→ DIRECTIONS FOR THIS TASK:
Add 114 to every bounding-box coordinate in the records, starting with the line that contains "vent on ceiling." and going on through the line that contains "[475,187,560,332]". Write out every line in that span again, and copy the lines without coordinates unchanged.

Records of images with named regions
━━━━━━━━
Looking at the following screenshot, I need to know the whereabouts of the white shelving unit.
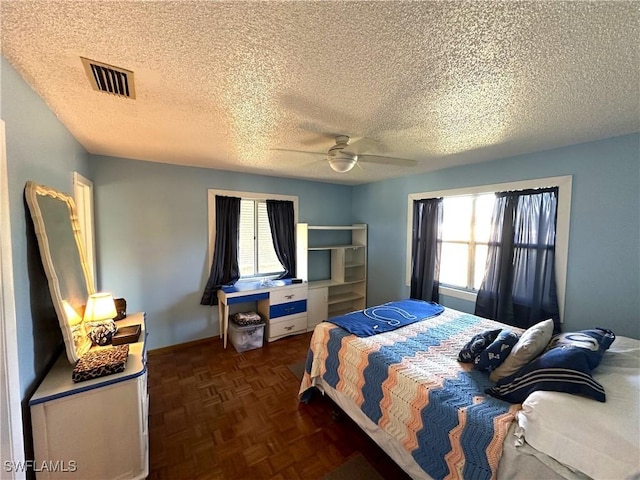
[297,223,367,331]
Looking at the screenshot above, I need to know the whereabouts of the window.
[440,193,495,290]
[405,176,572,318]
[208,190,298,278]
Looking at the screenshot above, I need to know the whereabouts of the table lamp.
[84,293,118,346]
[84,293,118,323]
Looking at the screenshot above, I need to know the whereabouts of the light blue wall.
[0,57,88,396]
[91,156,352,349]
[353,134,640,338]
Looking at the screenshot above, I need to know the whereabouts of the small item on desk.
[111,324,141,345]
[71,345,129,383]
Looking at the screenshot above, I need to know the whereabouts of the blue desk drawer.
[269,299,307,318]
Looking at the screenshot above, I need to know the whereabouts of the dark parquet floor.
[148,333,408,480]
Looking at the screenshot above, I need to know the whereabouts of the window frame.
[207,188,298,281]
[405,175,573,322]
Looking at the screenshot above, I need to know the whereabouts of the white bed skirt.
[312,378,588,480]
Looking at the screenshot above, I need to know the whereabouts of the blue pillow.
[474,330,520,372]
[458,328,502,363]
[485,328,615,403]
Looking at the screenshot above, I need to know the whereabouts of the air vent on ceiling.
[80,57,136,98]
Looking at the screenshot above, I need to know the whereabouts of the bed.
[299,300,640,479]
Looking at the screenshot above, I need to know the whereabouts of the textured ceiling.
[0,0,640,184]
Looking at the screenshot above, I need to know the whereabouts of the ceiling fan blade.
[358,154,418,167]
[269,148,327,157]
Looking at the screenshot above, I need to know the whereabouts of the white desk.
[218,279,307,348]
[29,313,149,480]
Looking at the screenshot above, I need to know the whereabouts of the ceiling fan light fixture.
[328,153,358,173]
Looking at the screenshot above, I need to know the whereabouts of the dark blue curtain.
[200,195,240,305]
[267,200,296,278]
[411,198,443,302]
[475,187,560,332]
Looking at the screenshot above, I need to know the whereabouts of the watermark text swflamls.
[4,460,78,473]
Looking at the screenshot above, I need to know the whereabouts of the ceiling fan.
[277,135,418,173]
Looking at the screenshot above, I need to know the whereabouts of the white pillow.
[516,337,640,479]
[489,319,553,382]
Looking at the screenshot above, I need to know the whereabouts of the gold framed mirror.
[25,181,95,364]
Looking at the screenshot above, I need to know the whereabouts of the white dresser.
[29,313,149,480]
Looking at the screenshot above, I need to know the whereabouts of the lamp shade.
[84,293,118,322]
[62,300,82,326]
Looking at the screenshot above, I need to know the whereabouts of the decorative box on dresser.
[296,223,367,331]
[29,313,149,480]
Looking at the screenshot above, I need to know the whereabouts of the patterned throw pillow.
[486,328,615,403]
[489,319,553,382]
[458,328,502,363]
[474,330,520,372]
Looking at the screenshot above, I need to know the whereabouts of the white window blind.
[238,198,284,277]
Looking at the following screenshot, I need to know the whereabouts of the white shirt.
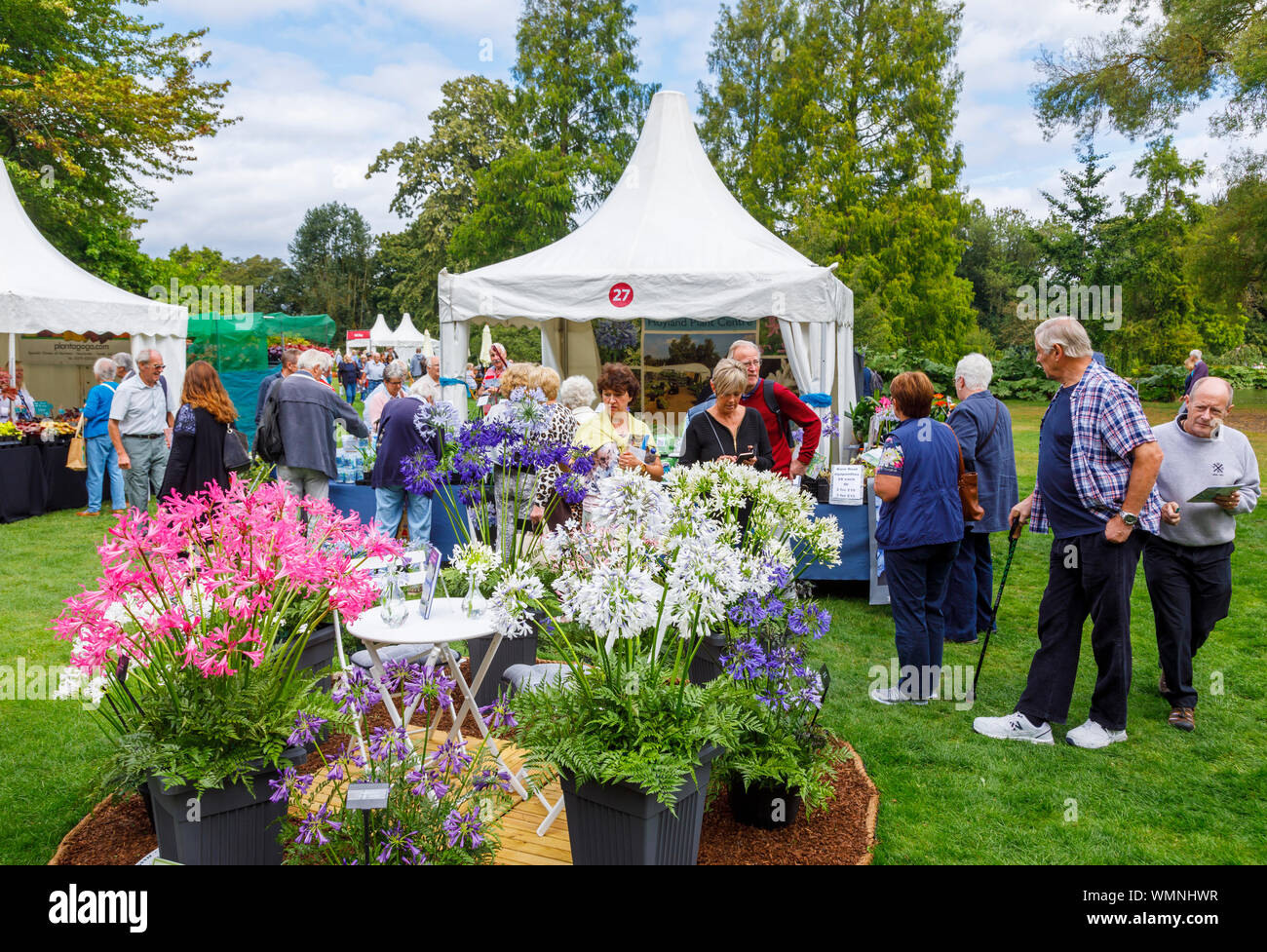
━━━━━━━━
→ EXERCISE OUTPUT:
Looking at the screenshot above, I need to know the whereabouts of the air vent on ceiling.
[194,171,250,212]
Looking at the screenshot above, I need to know the whereabouts of the bed.
[413,414,754,593]
Looking at the screenshot above, I need to know the whereabouts of the textured ceiling.
[114,114,754,298]
Looking at the screenshot above, I need to know the whereabouts of the ceiling fan blade.
[472,268,532,281]
[383,262,441,271]
Looking at the screenshot above, I need to know the whereabouts of the white desk.
[332,393,421,462]
[143,427,263,594]
Looking at the screenshot above, I need to know the whereabouts of the ceiling fan light fixture.
[442,267,472,287]
Looking at the screenshot above, I need to know the whereabouts of the dark blue curtain.
[314,309,354,419]
[381,314,410,392]
[525,312,557,416]
[589,301,674,446]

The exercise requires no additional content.